PROBLEM DESCRIPTION
The listing has to be given again in full and exactly.

SUPPLIED MATERIAL
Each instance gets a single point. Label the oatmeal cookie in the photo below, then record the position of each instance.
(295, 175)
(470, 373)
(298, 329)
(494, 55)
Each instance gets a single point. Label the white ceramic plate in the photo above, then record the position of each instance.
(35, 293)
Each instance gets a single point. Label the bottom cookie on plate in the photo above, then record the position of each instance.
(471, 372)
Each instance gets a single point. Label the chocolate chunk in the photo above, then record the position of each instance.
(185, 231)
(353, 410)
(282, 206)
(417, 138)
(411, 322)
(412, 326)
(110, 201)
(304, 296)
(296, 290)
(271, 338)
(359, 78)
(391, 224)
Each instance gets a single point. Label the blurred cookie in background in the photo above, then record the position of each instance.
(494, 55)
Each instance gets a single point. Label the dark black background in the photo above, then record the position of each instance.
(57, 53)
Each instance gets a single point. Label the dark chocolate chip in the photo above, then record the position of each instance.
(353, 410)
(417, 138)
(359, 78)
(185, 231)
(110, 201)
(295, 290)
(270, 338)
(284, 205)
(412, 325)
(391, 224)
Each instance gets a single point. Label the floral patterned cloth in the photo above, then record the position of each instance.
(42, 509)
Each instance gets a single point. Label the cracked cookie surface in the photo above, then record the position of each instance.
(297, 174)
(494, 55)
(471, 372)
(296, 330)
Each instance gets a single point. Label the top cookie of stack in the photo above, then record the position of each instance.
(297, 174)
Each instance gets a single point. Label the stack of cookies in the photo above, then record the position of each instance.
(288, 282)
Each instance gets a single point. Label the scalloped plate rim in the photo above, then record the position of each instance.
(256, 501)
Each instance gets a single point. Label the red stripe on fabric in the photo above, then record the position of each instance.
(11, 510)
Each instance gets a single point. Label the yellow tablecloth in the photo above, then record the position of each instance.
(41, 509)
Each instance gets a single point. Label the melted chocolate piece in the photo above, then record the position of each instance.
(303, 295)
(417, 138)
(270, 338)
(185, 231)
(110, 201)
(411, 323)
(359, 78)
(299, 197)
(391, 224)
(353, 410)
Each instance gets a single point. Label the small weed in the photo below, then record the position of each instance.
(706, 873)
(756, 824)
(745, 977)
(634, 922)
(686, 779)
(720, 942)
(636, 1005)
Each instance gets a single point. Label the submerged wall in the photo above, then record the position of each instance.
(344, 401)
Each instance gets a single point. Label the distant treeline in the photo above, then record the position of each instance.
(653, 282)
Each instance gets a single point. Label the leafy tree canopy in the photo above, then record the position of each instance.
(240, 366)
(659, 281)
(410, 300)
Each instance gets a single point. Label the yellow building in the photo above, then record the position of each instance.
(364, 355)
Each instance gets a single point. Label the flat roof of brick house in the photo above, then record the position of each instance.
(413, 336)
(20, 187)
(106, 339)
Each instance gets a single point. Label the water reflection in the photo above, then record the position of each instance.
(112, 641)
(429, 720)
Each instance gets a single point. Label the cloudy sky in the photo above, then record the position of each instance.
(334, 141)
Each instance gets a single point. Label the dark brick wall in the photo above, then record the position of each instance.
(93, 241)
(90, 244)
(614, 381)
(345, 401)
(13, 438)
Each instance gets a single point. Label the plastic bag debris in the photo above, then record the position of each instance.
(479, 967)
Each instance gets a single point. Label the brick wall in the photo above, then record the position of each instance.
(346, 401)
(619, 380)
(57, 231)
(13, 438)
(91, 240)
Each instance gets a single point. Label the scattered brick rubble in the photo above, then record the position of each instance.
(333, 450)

RESPONSE BOX
Each instance gets a single point. Label the oatmeal cookie in the photo below, then record the position of each instance.
(295, 175)
(470, 373)
(298, 329)
(494, 55)
Each instance gets a single point. Label the white ceramic plate in the photo above, then record the position of each instance.
(35, 293)
Each instance gets a single point. Label the bottom cookie on plate in the photo above, then record the position of each instance.
(471, 372)
Each instance gets a single point. Label the chocolate chunk in the photo above, then record the position of each instance.
(185, 231)
(353, 410)
(282, 206)
(417, 138)
(411, 322)
(412, 326)
(110, 201)
(304, 296)
(296, 290)
(271, 338)
(359, 78)
(391, 224)
Each instance gets a single point. Label the blurred cookie in background in the photo above, then record the position of each instance.
(494, 55)
Each instance gets a single point. Label the dark black background in the photo above, then record the position of each instance.
(57, 53)
Each instance gets a single point. Label the dark chocolate chip in the photo above, then record the position of each instance.
(353, 410)
(417, 138)
(359, 78)
(185, 231)
(110, 201)
(295, 290)
(270, 338)
(284, 205)
(412, 325)
(391, 224)
Each instance gets a single point. Label the floral patterned cloth in the photo above, then record the position of each instance.
(42, 509)
Each instance gets a single point. Label the cracked cookie surface in the photo above, then record the position of each instance.
(297, 174)
(494, 55)
(471, 372)
(296, 330)
Each instance gets a single point. Label the top cookie of stack in the photo above, then record the position of each instance.
(297, 174)
Each instance gets a single point. Label the stack of cookies in the photo above, then record the position of each instance.
(288, 282)
Each instance gets a single point. Label the scalloped plate rim in the photo above, then record the position of each instance.
(256, 501)
Each instance gets a single point. Label the red stripe on fabric in the photo above, then record the position of each instance.
(11, 510)
Each instance gets a single point. Label the yellow tablecloth in the photo above, then record the position of each instance.
(41, 509)
Each instance gets a single point. Label the melted chocolate piece in the photo above, then record the position of each instance.
(303, 295)
(417, 138)
(270, 338)
(185, 231)
(110, 201)
(411, 323)
(359, 78)
(299, 197)
(391, 224)
(353, 410)
Each instance gets a single point. Label the small weed in the photo below, then record the position of each instance.
(706, 873)
(756, 824)
(745, 977)
(634, 922)
(686, 779)
(720, 942)
(636, 1005)
Each instance gets a single point. Label the submerged wall in the photo above, then record the position of each instance.
(344, 401)
Each instance gets a single point. Label the distant treeline in the photo above, then record the position of each instance.
(653, 282)
Each instance gets a single point. Label the leafy tree canopy in the photo above, then record the position of each instance.
(240, 366)
(659, 281)
(410, 300)
Each instance gets a single point. Label the yellow building in the photo above, then record the position of each instance.
(364, 355)
Each instance gets a single point. Label the flat roof of brick house in the photo above, then record the position of each instance.
(413, 336)
(20, 187)
(106, 339)
Each instance gets a single point. Label the water reflection in the photo above, then record the position of each instance.
(112, 641)
(429, 720)
Each instance gets a single point. Label the cloudy sky in the photo above, then record the position of each instance.
(334, 141)
Each instance gets a single point. Label the dark brick wall in the photo above, then record the position of each instance.
(93, 241)
(90, 244)
(614, 381)
(345, 401)
(13, 438)
Each instance gets a single point. Label the plastic bag debris in the photo above, then record the position of each instance.
(479, 967)
Each instance gets a single point. Label the brick wall in the photo above, then record the position of each instance.
(346, 401)
(619, 380)
(57, 231)
(13, 438)
(91, 240)
Each instance gets a single point. Label the scattered brick rubble in the photo above, then record the position of each instance.
(333, 450)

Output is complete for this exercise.